Convert the stretch of items below, from the line containing "instance: [(433, 139)]" through the line containing "143), (526, 265)]", with both of those lines included, into a JSON list of strings. Use one string per line and skip blank lines.

Data shown
====================

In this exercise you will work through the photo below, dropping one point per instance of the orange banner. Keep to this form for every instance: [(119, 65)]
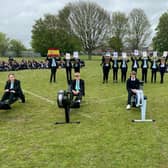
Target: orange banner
[(53, 52)]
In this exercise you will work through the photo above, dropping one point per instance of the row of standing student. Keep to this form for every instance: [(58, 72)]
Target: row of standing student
[(68, 64), (157, 64)]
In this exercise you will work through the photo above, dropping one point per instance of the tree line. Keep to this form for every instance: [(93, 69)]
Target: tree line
[(86, 26)]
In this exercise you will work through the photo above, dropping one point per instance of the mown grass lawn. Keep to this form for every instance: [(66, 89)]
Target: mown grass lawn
[(105, 138)]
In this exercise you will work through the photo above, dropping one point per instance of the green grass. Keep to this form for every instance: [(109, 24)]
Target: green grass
[(105, 138)]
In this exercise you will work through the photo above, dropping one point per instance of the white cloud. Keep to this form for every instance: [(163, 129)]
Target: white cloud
[(17, 17)]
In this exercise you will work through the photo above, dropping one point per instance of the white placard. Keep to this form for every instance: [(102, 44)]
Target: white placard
[(165, 54), (144, 54), (67, 56), (155, 53), (136, 52), (115, 54), (107, 54), (75, 54)]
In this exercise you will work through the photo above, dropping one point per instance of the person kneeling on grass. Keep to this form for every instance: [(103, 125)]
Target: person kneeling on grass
[(12, 92), (78, 87), (133, 88)]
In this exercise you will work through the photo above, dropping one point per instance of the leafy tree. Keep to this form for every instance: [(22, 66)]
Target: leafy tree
[(116, 44), (119, 29), (90, 23), (16, 46), (44, 34), (47, 33), (139, 29), (160, 41), (4, 42)]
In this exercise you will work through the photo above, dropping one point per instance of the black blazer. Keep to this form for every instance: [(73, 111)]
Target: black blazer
[(133, 61), (143, 62), (82, 86), (17, 87), (66, 65), (56, 61), (132, 84)]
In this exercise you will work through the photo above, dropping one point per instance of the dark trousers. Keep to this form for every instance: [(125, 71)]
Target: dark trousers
[(144, 74), (76, 69), (123, 74), (153, 76), (161, 76), (53, 74), (134, 69), (69, 75), (115, 74), (77, 97), (130, 94), (105, 74), (12, 97)]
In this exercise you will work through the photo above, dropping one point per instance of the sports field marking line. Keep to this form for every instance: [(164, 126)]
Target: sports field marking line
[(51, 101), (38, 96)]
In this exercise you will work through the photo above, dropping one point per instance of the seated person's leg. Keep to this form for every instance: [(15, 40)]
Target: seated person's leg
[(12, 98), (5, 96), (22, 97)]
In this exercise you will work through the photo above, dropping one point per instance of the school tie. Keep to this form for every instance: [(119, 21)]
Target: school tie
[(12, 85), (77, 87)]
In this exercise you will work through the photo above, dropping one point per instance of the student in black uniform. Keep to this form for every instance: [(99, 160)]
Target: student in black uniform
[(154, 68), (144, 66), (115, 67), (78, 87), (68, 67), (12, 91), (162, 68), (106, 59), (133, 88), (124, 67), (53, 65)]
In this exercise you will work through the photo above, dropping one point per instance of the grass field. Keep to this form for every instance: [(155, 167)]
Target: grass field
[(105, 138)]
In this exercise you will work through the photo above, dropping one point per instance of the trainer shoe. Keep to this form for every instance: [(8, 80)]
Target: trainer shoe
[(128, 107)]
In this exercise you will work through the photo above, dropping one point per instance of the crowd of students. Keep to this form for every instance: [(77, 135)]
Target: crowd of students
[(114, 63), (13, 65)]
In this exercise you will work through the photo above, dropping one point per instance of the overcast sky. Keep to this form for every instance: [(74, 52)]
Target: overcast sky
[(18, 16)]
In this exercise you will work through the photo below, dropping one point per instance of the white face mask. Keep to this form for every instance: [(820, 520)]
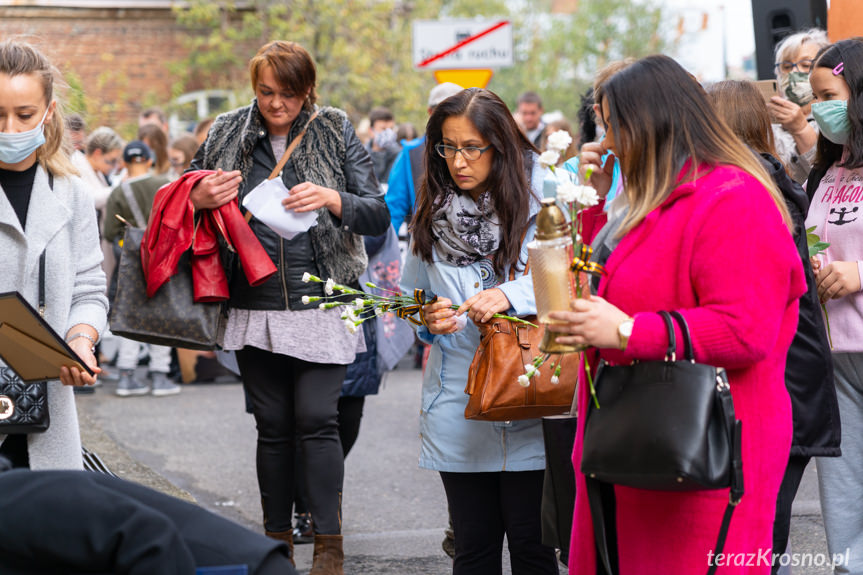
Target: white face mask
[(15, 148)]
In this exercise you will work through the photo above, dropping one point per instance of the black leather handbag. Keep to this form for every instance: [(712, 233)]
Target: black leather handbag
[(171, 317), (24, 405), (663, 425)]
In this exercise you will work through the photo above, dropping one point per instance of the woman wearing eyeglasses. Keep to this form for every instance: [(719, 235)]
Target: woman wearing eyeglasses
[(794, 131), (474, 217)]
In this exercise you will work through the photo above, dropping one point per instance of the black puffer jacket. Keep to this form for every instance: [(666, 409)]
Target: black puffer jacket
[(809, 366), (330, 155)]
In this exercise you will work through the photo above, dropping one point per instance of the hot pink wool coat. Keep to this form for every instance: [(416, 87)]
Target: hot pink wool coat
[(718, 251)]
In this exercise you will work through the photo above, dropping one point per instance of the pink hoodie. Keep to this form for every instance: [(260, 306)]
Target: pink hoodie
[(836, 212)]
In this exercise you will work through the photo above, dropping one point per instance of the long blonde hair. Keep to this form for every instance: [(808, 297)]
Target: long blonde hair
[(661, 117), (17, 58)]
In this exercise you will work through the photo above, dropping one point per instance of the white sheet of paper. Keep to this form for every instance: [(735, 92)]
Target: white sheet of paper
[(265, 203)]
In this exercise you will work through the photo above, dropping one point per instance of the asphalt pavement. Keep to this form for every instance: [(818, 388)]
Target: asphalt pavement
[(200, 444)]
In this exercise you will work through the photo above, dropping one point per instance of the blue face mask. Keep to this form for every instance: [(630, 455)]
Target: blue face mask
[(16, 148), (832, 119)]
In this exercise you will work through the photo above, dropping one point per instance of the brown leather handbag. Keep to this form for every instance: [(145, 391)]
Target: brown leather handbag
[(505, 347)]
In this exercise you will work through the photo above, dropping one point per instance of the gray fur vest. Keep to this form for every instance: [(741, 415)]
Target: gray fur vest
[(319, 158)]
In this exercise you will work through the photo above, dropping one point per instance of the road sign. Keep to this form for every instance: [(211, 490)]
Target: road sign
[(453, 44)]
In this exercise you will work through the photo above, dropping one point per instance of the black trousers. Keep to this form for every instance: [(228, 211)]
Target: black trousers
[(295, 402), (485, 507), (75, 522), (350, 414), (787, 492)]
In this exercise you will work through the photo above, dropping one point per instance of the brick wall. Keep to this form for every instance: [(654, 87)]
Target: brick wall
[(118, 57)]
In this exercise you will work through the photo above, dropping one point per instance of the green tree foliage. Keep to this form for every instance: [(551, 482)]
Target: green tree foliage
[(363, 47), (557, 55)]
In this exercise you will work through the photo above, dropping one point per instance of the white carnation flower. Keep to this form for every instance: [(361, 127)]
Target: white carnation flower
[(559, 141), (566, 192), (549, 158), (587, 196)]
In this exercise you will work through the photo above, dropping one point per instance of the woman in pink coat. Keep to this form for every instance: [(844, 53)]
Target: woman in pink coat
[(705, 233)]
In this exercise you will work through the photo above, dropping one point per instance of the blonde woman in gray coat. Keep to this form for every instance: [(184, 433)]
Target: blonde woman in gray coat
[(45, 207)]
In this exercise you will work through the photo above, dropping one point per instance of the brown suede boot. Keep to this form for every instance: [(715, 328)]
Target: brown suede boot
[(287, 537), (329, 558)]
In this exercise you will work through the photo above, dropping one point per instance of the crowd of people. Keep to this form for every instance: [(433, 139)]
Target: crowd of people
[(709, 197)]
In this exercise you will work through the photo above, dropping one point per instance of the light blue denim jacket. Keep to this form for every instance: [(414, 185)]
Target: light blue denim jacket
[(449, 441)]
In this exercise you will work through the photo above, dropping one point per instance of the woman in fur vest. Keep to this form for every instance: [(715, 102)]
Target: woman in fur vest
[(292, 355)]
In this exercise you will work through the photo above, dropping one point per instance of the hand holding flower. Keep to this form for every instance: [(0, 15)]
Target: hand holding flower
[(592, 322), (601, 174), (481, 307), (837, 279), (440, 316)]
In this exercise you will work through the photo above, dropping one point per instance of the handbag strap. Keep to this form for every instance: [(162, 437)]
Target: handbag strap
[(671, 352), (42, 258), (290, 150), (140, 220), (42, 283), (600, 495), (688, 352), (294, 143), (526, 265)]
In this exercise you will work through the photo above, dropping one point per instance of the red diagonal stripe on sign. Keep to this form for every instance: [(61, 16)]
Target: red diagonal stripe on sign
[(461, 44)]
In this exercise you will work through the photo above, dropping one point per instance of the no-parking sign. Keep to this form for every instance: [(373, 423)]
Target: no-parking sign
[(454, 44)]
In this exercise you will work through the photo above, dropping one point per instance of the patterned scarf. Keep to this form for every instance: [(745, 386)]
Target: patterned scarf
[(464, 231)]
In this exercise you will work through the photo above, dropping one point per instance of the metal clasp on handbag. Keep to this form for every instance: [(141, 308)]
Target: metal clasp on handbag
[(7, 407), (722, 380)]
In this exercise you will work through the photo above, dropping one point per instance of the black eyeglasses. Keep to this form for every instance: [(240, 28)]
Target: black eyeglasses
[(803, 66), (469, 153)]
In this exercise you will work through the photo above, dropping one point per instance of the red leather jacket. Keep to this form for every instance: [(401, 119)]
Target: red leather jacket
[(171, 231)]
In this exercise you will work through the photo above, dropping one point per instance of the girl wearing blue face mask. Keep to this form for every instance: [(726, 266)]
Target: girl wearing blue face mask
[(794, 130), (835, 187), (45, 211)]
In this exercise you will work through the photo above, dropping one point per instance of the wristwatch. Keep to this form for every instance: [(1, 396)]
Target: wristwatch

====================

Task output
[
  "In this exercise you will work through the photo above, dropping one point per instance of the crowd of people. Keep to this form for every instance: [(433, 139)]",
  "Target: crowd of people",
  "[(709, 197)]",
  "In this exercise you will work through the photo above, dropping one point per instance of the light blue denim jacket. Keep to this form for every instance: [(414, 185)]",
  "Target: light blue denim jacket",
  "[(449, 441)]",
  "In this exercise you will work through the photo above, dropping one point per instance of the woman in fur vest. Keep to this form for every instance: [(715, 102)]",
  "Target: woman in fur vest",
  "[(292, 355)]",
  "In this exercise you will work through the photo above, dropping one point per instance of the hand holding flower. Keep to this form for every instance: [(0, 15)]",
  "Target: hand holding flower",
  "[(592, 322), (601, 174), (481, 307), (837, 279), (440, 316)]",
  "In this exercise you will work through the photo above, dropping one point per instance of the handbag strap. Keep to this form for every instance: [(162, 437)]",
  "Target: handbag strap",
  "[(671, 352), (42, 258), (290, 150), (140, 220), (42, 283), (600, 495), (688, 352), (294, 143), (526, 265)]"
]